-- BEGIN STORED ROWS --
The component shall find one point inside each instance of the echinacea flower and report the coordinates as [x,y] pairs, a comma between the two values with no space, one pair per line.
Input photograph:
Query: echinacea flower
-- END STORED ROWS --
-- BEGIN STORED ROWS --
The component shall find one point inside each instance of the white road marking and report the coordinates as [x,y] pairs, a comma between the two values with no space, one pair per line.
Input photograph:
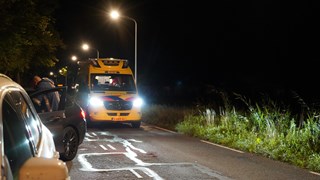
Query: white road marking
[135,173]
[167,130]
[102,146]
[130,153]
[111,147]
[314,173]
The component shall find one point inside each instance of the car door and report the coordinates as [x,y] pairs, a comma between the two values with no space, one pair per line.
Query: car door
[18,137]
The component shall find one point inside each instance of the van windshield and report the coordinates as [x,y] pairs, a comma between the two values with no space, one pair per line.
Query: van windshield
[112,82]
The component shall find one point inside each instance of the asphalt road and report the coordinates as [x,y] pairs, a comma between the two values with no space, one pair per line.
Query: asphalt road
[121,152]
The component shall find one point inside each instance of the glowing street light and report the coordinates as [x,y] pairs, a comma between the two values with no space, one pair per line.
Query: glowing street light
-- END STORED ROWS --
_WHAT IS NEEDED_
Turn the listing into a Markdown table with a Number column and a Text column, one row per line and no blank lines, starting at the line containing "the car door" and ending at the line containing "Query: glowing street light".

_REPLY_
| Number | Text |
|---|---|
| 1 | The component shall find one point inside each instance of the car door and report the coordinates as [x,y] pairs, a comma between the two values with no space, one pair per line. |
| 2 | Query: car door |
| 3 | [18,137] |
| 4 | The component shall find one point inside each instance of the van windshield and report the coordinates as [x,y] pairs, a comma between the two values with no space, one pair per line. |
| 5 | Query: van windshield |
| 6 | [112,82] |
| 7 | The component shall find one point inside each instance of the asphalt road and report the coordinates as [x,y] pairs, a comma between the two values with no space, one pair per line. |
| 8 | Query: asphalt road |
| 9 | [121,152] |
| 10 | The component shall find one point inside each instance of the glowing street light and report the coordinates as [x,y] pairs, a comma between the two values with no space, one pair per line. |
| 11 | Query: glowing street light |